= Stored data =
-- Opening Marker --
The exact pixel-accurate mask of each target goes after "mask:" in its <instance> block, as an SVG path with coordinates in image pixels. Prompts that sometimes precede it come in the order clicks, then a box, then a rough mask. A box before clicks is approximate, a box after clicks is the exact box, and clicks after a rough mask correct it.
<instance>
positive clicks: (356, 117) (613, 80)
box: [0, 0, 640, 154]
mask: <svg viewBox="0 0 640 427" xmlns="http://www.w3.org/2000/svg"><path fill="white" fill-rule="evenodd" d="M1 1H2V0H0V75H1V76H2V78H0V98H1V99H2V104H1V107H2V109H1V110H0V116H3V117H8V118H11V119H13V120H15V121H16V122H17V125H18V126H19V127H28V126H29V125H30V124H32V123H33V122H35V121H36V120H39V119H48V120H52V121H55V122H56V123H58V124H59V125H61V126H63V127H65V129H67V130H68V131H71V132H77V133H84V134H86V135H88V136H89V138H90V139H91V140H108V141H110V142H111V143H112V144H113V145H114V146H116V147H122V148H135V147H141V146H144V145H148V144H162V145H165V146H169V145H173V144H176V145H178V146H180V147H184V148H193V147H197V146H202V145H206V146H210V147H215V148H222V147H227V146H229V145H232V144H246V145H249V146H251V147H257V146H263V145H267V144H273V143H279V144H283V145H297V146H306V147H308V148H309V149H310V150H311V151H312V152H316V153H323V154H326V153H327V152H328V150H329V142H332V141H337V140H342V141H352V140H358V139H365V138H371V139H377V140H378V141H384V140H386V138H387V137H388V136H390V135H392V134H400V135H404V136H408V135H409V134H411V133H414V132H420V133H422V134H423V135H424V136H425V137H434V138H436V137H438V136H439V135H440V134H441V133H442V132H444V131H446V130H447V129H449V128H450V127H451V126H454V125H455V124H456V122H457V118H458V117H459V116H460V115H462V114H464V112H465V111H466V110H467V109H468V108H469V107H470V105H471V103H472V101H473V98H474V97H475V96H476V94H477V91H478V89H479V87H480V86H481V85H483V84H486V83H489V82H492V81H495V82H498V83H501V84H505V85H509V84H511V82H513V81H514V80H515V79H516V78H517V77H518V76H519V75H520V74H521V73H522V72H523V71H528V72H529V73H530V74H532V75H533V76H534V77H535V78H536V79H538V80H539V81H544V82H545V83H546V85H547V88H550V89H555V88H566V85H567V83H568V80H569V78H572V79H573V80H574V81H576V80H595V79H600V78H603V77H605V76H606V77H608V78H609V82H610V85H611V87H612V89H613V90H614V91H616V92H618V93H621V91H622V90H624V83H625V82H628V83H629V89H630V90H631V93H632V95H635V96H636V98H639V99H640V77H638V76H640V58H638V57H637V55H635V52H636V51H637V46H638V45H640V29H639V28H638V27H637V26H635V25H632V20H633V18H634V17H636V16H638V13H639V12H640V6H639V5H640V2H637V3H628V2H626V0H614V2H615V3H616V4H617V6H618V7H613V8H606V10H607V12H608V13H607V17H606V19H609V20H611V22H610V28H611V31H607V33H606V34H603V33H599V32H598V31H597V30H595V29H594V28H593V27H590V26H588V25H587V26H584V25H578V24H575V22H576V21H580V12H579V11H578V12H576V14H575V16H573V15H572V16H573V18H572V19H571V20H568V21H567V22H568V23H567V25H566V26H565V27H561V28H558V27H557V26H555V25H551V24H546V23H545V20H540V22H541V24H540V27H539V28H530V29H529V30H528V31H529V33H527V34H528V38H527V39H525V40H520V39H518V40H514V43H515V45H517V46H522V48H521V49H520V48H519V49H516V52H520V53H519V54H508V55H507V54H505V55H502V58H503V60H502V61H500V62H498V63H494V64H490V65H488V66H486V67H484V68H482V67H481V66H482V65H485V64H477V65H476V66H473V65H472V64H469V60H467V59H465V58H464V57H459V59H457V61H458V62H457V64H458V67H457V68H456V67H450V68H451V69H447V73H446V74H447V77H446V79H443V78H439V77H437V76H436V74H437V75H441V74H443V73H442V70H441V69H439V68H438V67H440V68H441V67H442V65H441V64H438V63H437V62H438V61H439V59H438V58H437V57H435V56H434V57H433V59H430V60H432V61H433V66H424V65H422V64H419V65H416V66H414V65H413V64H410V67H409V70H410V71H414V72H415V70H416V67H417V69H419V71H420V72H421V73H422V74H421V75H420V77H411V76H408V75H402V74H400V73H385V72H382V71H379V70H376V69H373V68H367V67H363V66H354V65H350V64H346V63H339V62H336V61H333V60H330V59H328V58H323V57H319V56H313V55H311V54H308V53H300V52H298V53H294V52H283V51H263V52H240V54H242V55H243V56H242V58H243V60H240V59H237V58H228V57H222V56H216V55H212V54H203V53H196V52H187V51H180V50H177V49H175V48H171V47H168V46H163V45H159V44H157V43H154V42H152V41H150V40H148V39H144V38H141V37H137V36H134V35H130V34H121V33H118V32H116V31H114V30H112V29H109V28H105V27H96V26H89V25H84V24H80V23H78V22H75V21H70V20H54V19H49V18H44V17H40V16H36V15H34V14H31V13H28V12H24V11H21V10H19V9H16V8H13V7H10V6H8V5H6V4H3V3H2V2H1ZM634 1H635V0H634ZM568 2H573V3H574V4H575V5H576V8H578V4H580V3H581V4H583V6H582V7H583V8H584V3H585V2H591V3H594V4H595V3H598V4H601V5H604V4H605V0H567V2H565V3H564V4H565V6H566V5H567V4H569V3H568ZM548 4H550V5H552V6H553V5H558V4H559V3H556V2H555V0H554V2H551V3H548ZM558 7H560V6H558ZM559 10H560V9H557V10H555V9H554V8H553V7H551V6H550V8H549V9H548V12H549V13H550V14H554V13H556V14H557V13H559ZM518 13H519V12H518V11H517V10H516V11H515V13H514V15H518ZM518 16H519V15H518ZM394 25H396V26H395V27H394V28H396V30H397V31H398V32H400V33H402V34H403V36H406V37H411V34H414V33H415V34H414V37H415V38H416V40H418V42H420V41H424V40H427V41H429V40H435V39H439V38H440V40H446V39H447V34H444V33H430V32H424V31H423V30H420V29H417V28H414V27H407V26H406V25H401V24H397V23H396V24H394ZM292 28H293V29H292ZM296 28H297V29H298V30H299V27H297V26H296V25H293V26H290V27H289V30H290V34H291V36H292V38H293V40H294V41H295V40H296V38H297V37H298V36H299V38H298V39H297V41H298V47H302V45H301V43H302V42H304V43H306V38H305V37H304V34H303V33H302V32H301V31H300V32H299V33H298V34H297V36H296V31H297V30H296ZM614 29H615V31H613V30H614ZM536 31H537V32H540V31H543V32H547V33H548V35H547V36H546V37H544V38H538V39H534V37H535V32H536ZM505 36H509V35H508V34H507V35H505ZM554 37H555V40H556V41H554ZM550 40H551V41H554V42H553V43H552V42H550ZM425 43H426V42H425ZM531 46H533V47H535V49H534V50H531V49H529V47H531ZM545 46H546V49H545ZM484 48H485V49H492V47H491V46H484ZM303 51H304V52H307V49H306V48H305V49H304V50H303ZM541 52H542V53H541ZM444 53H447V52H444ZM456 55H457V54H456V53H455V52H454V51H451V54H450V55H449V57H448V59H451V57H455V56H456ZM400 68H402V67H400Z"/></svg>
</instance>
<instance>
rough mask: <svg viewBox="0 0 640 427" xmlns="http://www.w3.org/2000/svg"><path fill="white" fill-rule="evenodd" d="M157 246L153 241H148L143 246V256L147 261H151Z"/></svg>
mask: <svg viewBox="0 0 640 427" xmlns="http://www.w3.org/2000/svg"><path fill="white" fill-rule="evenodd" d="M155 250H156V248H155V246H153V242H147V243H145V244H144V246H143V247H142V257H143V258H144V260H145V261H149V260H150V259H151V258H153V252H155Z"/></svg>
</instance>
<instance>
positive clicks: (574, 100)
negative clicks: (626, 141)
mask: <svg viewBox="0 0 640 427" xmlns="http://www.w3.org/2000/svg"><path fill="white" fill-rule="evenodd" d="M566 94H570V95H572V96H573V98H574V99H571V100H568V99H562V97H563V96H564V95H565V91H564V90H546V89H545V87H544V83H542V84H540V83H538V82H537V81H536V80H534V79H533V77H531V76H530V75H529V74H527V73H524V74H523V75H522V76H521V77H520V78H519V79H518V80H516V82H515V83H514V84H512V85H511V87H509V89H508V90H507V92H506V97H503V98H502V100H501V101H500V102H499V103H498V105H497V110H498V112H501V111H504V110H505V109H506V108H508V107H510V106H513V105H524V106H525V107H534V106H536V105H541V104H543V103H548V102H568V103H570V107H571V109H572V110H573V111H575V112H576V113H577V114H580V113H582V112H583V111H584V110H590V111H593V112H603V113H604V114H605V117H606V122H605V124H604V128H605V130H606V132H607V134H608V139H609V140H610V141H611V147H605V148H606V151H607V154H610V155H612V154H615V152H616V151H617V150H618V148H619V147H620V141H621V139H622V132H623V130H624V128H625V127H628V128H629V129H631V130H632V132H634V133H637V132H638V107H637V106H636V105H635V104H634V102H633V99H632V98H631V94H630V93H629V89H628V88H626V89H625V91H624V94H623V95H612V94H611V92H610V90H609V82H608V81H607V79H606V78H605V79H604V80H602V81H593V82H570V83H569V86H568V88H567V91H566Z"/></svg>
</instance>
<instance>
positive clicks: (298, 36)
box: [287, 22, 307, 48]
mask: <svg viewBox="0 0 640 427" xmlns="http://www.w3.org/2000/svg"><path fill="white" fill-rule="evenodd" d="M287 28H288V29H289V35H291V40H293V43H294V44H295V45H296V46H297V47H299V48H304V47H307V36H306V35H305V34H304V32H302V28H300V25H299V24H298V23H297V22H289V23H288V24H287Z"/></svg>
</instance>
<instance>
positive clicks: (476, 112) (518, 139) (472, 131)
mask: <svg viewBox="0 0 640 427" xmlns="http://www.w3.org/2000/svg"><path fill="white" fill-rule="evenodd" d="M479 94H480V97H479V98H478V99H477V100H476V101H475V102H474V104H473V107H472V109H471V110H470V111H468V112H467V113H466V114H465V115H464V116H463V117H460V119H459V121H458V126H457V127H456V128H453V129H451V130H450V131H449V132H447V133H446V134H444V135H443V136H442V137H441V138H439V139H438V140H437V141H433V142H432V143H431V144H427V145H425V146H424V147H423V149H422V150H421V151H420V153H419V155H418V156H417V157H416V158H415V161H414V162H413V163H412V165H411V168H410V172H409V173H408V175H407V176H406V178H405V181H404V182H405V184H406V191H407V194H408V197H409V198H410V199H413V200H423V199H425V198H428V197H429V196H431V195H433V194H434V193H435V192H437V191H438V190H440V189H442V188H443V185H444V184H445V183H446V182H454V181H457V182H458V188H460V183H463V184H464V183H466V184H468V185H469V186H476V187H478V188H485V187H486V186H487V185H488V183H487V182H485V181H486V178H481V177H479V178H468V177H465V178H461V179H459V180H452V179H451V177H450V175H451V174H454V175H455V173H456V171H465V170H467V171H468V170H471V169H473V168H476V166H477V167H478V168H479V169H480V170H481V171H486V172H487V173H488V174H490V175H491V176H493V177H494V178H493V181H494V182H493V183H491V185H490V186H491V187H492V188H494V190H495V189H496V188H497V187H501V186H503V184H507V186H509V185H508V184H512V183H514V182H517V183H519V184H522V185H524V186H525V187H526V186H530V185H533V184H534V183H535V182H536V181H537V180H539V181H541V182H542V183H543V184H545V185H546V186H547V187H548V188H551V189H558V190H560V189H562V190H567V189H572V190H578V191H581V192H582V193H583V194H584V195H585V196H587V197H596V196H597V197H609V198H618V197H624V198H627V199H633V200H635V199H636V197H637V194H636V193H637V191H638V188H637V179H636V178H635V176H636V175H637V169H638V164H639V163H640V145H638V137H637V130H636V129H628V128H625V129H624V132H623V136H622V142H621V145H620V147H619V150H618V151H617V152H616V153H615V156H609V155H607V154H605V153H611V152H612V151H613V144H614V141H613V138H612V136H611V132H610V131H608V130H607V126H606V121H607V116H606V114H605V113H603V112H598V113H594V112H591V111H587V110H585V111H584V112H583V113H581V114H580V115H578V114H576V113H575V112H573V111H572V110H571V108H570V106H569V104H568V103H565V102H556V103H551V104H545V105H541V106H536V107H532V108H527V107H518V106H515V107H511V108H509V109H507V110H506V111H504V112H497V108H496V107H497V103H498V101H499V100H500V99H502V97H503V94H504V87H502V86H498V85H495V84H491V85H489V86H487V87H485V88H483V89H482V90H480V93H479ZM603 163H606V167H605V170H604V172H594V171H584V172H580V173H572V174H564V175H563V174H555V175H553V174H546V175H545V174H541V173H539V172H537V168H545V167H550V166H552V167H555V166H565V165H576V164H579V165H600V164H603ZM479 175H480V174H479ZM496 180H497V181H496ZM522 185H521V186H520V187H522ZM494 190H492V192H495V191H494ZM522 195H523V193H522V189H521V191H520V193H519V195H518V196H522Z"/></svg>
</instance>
-- Closing Marker --
= What needs to be done =
Lines holding the word "clicks" are the answer; copy every one from the records above.

= Response for this exercise =
The exact pixel-accurate mask of each target goes after "mask:" in its <instance> block, as an SVG path with coordinates in image pixels. Prompts that sometimes precede it come in the order clicks, then a box, then a rough mask. A box before clicks is approximate, a box after clicks is the exact box, and clicks after a rough mask correct it.
positive clicks: (356, 117) (613, 80)
positive clicks: (574, 100)
negative clicks: (626, 141)
positive clicks: (298, 36)
positive clicks: (476, 112) (518, 139) (472, 131)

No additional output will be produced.